Word for word, transcribe every line from the one holding "Report x and y for each instance of the pulling" through the end of the records, but not the pictures.

**Position annotation records:**
★ ★ ★ ★

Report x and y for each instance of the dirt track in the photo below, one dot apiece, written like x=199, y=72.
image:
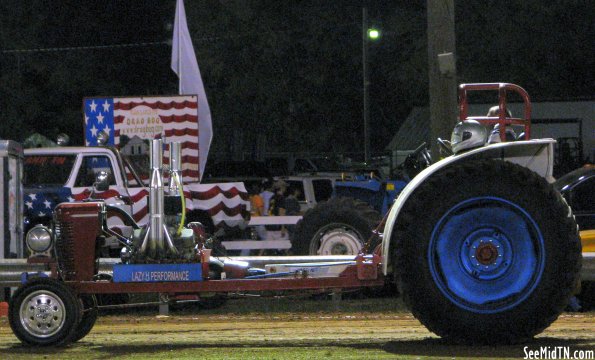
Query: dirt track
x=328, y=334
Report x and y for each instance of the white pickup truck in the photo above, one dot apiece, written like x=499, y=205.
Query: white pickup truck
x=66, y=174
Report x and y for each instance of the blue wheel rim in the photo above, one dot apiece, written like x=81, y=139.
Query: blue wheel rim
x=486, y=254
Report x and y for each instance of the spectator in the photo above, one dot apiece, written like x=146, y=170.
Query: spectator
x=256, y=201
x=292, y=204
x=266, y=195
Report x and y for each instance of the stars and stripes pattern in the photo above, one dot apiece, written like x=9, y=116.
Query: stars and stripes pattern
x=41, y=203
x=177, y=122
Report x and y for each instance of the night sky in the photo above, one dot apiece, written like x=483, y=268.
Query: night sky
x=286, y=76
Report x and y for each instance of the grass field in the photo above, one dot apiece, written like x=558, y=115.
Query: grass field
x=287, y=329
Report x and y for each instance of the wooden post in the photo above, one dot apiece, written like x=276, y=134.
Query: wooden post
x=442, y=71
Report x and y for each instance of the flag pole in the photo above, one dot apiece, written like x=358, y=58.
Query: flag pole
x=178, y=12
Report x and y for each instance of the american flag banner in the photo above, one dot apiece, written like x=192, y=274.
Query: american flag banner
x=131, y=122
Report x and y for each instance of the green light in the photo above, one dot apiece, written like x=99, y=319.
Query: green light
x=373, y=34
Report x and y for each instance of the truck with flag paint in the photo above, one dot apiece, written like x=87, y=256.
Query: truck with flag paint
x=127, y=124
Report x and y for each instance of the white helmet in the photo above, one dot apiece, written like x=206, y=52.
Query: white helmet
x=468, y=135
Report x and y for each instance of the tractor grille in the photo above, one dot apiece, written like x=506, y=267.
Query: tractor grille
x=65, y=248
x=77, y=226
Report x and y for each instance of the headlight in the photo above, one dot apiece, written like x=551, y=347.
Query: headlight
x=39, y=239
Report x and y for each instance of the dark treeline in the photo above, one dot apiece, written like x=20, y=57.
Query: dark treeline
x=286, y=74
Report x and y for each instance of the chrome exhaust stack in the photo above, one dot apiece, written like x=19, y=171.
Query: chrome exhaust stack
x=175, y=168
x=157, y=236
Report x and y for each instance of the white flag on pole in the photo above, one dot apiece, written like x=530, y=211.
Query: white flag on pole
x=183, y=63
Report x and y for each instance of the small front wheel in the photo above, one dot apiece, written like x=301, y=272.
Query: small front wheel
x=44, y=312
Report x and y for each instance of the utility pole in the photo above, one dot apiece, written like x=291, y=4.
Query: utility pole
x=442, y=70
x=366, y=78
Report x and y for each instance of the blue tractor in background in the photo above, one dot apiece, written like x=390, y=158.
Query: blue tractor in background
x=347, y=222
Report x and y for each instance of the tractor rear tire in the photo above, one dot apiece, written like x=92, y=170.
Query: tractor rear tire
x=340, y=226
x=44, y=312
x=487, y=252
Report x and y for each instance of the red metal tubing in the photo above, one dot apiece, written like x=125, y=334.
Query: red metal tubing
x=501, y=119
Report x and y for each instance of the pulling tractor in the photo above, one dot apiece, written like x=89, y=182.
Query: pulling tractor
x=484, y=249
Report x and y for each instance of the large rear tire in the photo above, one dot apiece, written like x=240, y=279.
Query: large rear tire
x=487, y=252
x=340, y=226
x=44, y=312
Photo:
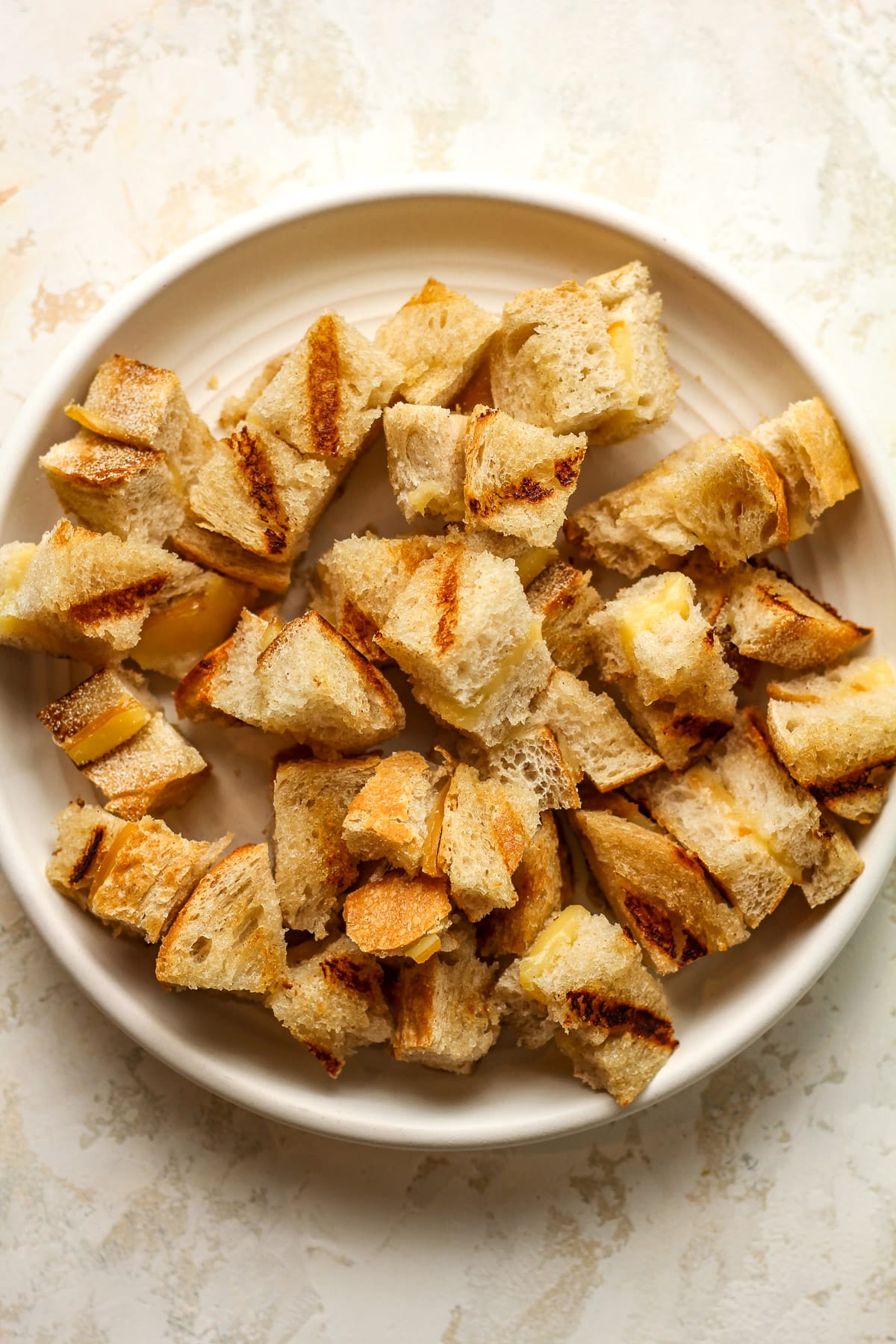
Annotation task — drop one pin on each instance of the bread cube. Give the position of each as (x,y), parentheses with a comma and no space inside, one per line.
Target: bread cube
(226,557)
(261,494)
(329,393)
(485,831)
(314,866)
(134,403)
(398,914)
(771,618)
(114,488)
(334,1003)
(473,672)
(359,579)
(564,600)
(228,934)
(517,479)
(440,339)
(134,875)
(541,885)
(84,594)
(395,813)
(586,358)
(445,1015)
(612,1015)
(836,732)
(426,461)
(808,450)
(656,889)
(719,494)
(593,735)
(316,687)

★ ★ ★ ★

**Right answer:**
Report x and y for each instance of the pulling tractor in the photo above, one dot apiece, written like x=89, y=182.
Query: pulling tractor
x=484, y=249
Report x and y for each instance of the large rear tire in the photo above, one dot apiece, written like x=240, y=279.
Query: large rear tire
x=487, y=252
x=340, y=226
x=44, y=312
Photo:
Annotation task — drop one pin on each instance of the bread cube. Give the position of each as (x,y), parentheses with a comma and no space inside, one per line.
Target: bread cube
(226,557)
(261,494)
(329,393)
(485,831)
(314,866)
(134,403)
(398,914)
(771,618)
(114,488)
(334,1003)
(473,672)
(359,579)
(564,600)
(228,934)
(517,479)
(440,339)
(134,875)
(541,885)
(84,594)
(395,813)
(586,358)
(445,1015)
(612,1015)
(836,732)
(426,461)
(808,450)
(656,889)
(719,494)
(593,735)
(316,687)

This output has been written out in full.